## Task description:
Copy every one of the entries below word for word, leaving out the pictures.

** Begin Data excerpts **

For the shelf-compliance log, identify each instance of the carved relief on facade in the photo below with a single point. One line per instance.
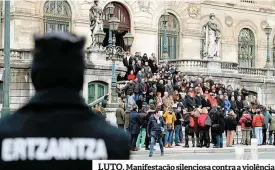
(193, 10)
(228, 21)
(144, 5)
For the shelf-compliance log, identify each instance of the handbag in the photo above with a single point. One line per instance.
(169, 127)
(208, 121)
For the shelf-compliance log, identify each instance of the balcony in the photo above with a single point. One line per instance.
(227, 69)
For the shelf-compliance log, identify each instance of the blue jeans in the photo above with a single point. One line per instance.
(177, 133)
(136, 97)
(259, 134)
(181, 133)
(219, 139)
(168, 137)
(152, 144)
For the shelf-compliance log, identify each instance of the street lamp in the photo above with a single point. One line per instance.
(99, 36)
(6, 87)
(114, 52)
(165, 44)
(128, 39)
(111, 9)
(268, 30)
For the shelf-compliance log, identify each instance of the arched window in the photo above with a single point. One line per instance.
(246, 51)
(1, 92)
(172, 32)
(96, 90)
(273, 51)
(124, 26)
(57, 16)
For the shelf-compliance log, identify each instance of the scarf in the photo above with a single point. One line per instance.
(157, 118)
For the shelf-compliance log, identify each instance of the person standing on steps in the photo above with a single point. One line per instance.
(155, 129)
(57, 115)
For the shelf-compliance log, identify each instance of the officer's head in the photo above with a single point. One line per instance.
(58, 62)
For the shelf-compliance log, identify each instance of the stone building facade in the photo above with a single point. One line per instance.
(241, 23)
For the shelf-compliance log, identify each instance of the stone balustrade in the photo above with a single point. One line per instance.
(183, 65)
(253, 71)
(18, 55)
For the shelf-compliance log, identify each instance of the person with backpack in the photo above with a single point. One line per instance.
(204, 123)
(257, 123)
(155, 129)
(246, 125)
(218, 127)
(178, 125)
(169, 118)
(188, 123)
(231, 125)
(195, 115)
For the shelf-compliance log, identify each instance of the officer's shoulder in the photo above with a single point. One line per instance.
(106, 130)
(10, 122)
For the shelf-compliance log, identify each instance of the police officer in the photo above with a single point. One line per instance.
(56, 129)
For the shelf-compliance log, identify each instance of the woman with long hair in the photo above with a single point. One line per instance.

** End Data excerpts **

## Output below:
For the shelf-compliance log, identify each instance of the carved relief on facade in the photo below with a single point. One line per instance.
(193, 10)
(228, 21)
(144, 5)
For the shelf-compliance log, identify each instance of the handbag in the photo above with a single point. One line per instance.
(169, 127)
(208, 121)
For the shelf-compliance log, identify each instance of the balcony in the photo above with a single point. One line per instance.
(227, 69)
For the shelf-compliance log, identify each instance of the blue jeans in the photo above with a single point. One line per instance.
(177, 133)
(136, 97)
(259, 134)
(181, 133)
(219, 139)
(168, 137)
(152, 144)
For the shelf-compliance log, identify each instance of the street lamp in the photo above with a single point. One line per instance.
(99, 36)
(6, 87)
(114, 52)
(165, 44)
(128, 39)
(111, 9)
(268, 30)
For the shelf-compliance log, identify each instance of the arched window in the photo above with a single point. One line per instance.
(246, 51)
(1, 92)
(172, 32)
(96, 90)
(273, 51)
(124, 26)
(57, 16)
For the shelf-compliance log, identify each instance of the scarf in the photo above with a single point. One line per instance.
(157, 118)
For the shelf-compliance log, identify each instance of the person standing on steps in the photo above with a single point. One line per instance.
(155, 129)
(57, 115)
For the shelf-compliance log, identify each instance of the officer's head in the photo above with a single point. One line per instance.
(58, 62)
For the shelf-compliance log, identify each instance of the stone building facade in the photo above with a single point. One line per instance.
(241, 23)
For the shelf-compliance log, identify each instance of the stone balustrade in the photo above with a single point. One line per instance.
(183, 65)
(253, 71)
(18, 55)
For the shelf-compliance log, identify each instance of the person with backpack in the photo above with a single point. One line per instance.
(204, 123)
(257, 123)
(155, 129)
(246, 125)
(218, 127)
(178, 125)
(169, 118)
(188, 123)
(231, 125)
(195, 115)
For the shelf-compliance log, identify each instance of the officer's shoulder in the photo above with a single point. One line per instance.
(106, 130)
(10, 122)
For the shelf-compliance log, identify each instance of the police officer in the photo above with a single point. One line per instance.
(56, 129)
For the shelf-compliance log, identify each instance of the woman with long hair in the photo above with a single point. One line per instance.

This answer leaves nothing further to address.